Data to process:
★ ★ ★ ★

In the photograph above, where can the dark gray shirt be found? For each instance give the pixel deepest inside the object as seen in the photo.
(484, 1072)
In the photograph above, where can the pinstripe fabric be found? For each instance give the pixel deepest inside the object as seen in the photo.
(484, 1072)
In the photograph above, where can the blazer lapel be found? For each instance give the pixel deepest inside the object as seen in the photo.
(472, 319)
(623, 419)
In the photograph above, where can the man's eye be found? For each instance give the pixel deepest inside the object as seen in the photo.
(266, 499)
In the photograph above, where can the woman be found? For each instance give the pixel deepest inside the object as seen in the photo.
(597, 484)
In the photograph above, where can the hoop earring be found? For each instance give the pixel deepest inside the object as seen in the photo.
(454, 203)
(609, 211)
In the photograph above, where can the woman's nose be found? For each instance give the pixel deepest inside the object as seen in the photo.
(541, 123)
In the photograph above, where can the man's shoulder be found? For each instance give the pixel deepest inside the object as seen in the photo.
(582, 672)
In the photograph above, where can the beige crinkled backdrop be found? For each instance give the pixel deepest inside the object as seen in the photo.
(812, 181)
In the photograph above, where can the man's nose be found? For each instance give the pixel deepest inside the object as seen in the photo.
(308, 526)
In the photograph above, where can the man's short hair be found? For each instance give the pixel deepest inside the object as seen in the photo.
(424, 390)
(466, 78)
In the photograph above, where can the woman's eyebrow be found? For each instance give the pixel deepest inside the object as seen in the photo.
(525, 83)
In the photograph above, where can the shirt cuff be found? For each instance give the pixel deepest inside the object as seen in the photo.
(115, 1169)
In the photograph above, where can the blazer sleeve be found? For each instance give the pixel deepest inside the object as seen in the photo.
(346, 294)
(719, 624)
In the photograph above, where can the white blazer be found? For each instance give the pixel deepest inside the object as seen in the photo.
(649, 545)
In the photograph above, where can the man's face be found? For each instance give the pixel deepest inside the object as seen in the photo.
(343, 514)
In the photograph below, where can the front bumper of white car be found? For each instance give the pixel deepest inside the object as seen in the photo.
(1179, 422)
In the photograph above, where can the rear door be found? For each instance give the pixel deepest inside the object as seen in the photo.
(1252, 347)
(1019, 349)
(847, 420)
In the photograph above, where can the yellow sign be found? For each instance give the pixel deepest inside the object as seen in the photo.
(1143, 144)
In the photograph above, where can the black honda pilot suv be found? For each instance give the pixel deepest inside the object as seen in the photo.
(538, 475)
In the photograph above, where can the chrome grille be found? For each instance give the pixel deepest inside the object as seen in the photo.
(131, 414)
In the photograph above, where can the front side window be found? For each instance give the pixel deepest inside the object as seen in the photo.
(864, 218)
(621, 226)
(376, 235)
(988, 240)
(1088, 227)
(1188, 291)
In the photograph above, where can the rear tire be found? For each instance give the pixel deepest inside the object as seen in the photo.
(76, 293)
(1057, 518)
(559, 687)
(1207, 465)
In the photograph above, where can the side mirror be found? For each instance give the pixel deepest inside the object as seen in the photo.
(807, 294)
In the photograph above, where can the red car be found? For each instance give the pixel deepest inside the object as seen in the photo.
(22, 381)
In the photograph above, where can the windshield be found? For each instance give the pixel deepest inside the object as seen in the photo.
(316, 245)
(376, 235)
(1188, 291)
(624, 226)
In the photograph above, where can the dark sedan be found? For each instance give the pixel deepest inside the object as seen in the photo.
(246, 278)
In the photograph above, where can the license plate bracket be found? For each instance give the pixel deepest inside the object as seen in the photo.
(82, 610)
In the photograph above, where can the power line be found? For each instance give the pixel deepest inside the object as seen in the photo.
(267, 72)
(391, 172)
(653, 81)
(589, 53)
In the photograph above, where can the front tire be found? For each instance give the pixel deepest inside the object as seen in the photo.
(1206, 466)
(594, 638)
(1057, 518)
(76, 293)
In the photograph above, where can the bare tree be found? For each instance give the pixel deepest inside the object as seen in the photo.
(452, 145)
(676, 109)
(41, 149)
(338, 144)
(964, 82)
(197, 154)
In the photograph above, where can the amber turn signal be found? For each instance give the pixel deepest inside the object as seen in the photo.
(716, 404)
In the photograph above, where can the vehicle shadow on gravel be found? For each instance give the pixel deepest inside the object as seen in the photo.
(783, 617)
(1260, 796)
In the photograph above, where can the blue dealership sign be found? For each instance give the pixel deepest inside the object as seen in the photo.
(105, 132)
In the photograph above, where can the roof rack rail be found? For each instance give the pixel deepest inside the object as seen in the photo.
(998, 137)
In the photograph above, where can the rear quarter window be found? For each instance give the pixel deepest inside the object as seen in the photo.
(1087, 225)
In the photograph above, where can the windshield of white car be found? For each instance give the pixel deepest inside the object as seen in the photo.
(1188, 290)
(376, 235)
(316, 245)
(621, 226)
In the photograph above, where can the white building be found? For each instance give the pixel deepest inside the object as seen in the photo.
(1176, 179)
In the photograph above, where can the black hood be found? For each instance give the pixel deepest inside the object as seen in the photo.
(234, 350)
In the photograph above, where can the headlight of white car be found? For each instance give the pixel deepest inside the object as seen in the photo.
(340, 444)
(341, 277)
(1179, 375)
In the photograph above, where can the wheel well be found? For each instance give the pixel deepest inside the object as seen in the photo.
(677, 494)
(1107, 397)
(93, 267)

★ ★ ★ ★

Rewrite every line of the records above as a JSON list of strings, one string per line, leaving out blank lines.

Answer to this exercise:
[
  "In the photograph above, where can the dark gray shirt be found? For each instance give the pixel deepest inside the object as seen in the photo.",
  "(484, 1072)",
  "In the photograph above, where can the pinstripe fabric be found? For each instance give the pixel deepest inside the object as seen in the photo.",
  "(484, 1072)",
  "In the photograph above, where can the blazer lapel be found? For each instance give the pixel deepest inside the object as seen in the photo.",
  "(472, 319)",
  "(623, 419)",
  "In the photograph above, where can the man's eye be found? For each instance give the pixel deepest inside the object as seen in the photo.",
  "(266, 499)",
  "In the photograph above, where can the woman be found? For each instance give the pixel deepest inside the object as seen in the photo.",
  "(597, 484)",
  "In the photograph above, where can the hoop earring be found? For each instance give the pixel deepest inside the object as seen in the photo.",
  "(454, 203)",
  "(609, 211)",
  "In the photograph above, where can the woman's nose be found? For each instance give the pixel deepest inside the object as seen in the photo.",
  "(541, 123)",
  "In the photograph above, where can the man's shoulder be found? For each instance give the pixel deepest inside the object as seen in the photo.",
  "(582, 672)",
  "In the photograph above, where can the beige crinkled backdrop be found? For each instance give the pixel deepest inside the object as seen in the photo.",
  "(812, 181)",
  "In the photograph above, where can the man's nose be found? For each instance give the pixel deepest inside the object as seen in the photo.",
  "(308, 526)",
  "In the photograph above, where can the man's short hair be found? For each instance give the pixel deepest inside the object as seen in the photo.",
  "(424, 390)",
  "(466, 78)",
  "In the photograph above, where can the woman's eyebrow be found? For each instance give the pixel deepest inside the object as seen in the photo.",
  "(525, 83)",
  "In the photograph above, where can the shirt cuff be found? For each instance give the pixel deepest inside the object as seen in the photo.",
  "(115, 1169)",
  "In the photograph above, where can the blazer sleeve be found? For each instance give the pixel deepest inside the object as seen in the photo.",
  "(346, 294)",
  "(719, 624)",
  "In the photograph above, where can the white blazer be found? For each instance give the pixel deepest inside the object as seen in the photo.",
  "(649, 545)",
  "In the photograph above, where can the man's face be found? For each instance give the pixel deepest inside the object as seen in the photo.",
  "(343, 514)",
  "In the photograph below, where can the front bumper of white car be found? For each instance give the pixel deepest inside the object as seen in the photo.",
  "(1179, 422)",
  "In the photograph above, where can the rear door be found? For each instance give the pixel deepest inside the object as seen in the photo.",
  "(1252, 347)",
  "(1019, 349)",
  "(847, 420)",
  "In the photograph above, where can the yellow sign be found? For each instance give the pixel deepest inside the object as seen in the photo.",
  "(1143, 144)",
  "In the photograph above, where can the black honda pilot suv be found? For each instance give the pixel deepest inside the object as seen in the photo.",
  "(538, 475)",
  "In the photograph above, where can the chrome grille be found? For each instance give the pixel deepest inside the object as seen in the photo.",
  "(131, 414)",
  "In the photograph above, where can the front side window be found? For each instance give the pixel deepest inside the object as seen in the photo.",
  "(864, 218)",
  "(621, 226)",
  "(376, 235)",
  "(988, 240)",
  "(1088, 227)",
  "(1188, 291)",
  "In the photograph above, where can the rear tire be found? For each instance give the pixel deepest inside the object as seen in the photo.",
  "(76, 293)",
  "(1057, 518)",
  "(559, 687)",
  "(1207, 465)",
  "In the photograph above, where can the side mirror be found? For each instance give the pixel deepest inside the object as seen in the photo.",
  "(807, 294)",
  "In the photograph above, where can the red car be found? For each instance give the pixel deepest inside the object as seen in the photo.",
  "(22, 381)",
  "In the photograph above, where can the windshield be found? For each instance give the pixel deepest inside the object as seen in the photo.",
  "(316, 245)",
  "(376, 235)",
  "(1188, 291)",
  "(624, 226)",
  "In the photograph above, where can the dark sedan be found? For each instance give the pixel deepest inside the object as seen in the photo.",
  "(246, 278)",
  "In the photograph above, where can the license plate bracket be found? For each instance give the pixel deepest inside the object as seen in the photo.",
  "(82, 610)",
  "In the photograph above, where can the power line be found? For each instance give the pixel deepest inside the object as seen in the photo.",
  "(267, 72)",
  "(391, 172)",
  "(653, 81)",
  "(589, 53)",
  "In the photograph above, where can the front tire be found? For each instance give the pixel deepest inside the object as seen in the photo.",
  "(1206, 466)",
  "(594, 638)",
  "(1057, 518)",
  "(76, 293)",
  "In the photograph above, where can the bare tree be found? For each instance give the pixel deepest inside the object as seen in the photo.",
  "(452, 145)",
  "(676, 109)",
  "(41, 149)",
  "(338, 144)",
  "(964, 82)",
  "(197, 154)",
  "In the photograph above, where can the amber turn signal be found? For each instance give the pixel deepest inside the object as seen in the photo.",
  "(716, 404)",
  "In the photograph above, where can the vehicle shadow on gravel be found? For each instance give the pixel deepest inside the object as seen in the photo.",
  "(783, 617)",
  "(1260, 796)",
  "In the photograph above, where can the blue dealership sign be found? For each instance give the pixel deepest inside the object as seen in the photo.",
  "(105, 132)",
  "In the photograph above, where can the roof rack rail be found? For each instance give the pixel deepest inside the object as seen in the photo.",
  "(998, 137)",
  "In the photograph above, where can the rear quarter window be found? For each instance give the pixel deepest inside the object as seen in the photo.",
  "(1087, 225)",
  "In the photograph above, where can the windshield of white car be found? For each instance give the pixel deepest inside the object as seen in the photo.",
  "(1188, 290)",
  "(376, 235)",
  "(316, 245)",
  "(621, 226)",
  "In the photograph above, where can the white building be found? For each instance give the pixel deepest inside the object as seen in the photo.",
  "(1176, 179)",
  "In the photograph above, where can the black hood be found? For each instance give the pixel deepest inside the object as seen in the photo.",
  "(234, 350)",
  "In the photograph above, where can the headlight of white car be found? For each instance give the pixel deepest inside the object as seen in the photo.",
  "(340, 444)",
  "(341, 277)",
  "(1179, 375)",
  "In the photograph above, where can the wheel well be found? For each instance give the pixel deepest inside the object as seen in the photo.",
  "(677, 494)",
  "(1107, 397)",
  "(93, 267)"
]